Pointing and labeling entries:
—————

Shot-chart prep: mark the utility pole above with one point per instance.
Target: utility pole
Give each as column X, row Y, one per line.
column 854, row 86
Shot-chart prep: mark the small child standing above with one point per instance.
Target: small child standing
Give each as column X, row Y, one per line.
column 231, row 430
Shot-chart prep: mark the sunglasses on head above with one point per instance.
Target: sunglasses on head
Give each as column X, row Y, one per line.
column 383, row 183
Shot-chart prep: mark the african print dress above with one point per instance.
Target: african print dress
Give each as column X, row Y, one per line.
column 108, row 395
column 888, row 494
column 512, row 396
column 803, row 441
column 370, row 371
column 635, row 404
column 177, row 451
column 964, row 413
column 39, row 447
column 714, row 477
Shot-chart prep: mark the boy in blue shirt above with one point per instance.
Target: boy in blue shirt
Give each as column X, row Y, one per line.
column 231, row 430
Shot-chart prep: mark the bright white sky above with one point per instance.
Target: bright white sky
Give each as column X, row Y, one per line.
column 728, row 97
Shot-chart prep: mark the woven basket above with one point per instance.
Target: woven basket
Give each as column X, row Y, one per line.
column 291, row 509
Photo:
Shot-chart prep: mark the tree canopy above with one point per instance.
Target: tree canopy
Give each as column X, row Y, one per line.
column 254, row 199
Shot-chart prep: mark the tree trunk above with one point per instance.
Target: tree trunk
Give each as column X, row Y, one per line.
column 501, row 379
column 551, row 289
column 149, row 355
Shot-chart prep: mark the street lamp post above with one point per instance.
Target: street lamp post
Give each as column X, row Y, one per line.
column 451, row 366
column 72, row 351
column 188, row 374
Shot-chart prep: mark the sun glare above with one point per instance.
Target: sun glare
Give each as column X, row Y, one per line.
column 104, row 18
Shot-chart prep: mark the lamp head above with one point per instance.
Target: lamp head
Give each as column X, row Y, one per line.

—————

◆ **EXERCISE PROMPT**: Please copy the lines of the records word for word, starting with the line that contains "Shot-chart prep: mark the african" and going on through the line that contains "column 39, row 447".

◆ **TASK RESULT**:
Shot-chart prep: mark the african print dress above with one point per instance.
Target: african print dress
Give each as column X, row Y, one per line.
column 108, row 395
column 888, row 494
column 512, row 396
column 803, row 441
column 370, row 371
column 635, row 404
column 177, row 451
column 964, row 413
column 39, row 447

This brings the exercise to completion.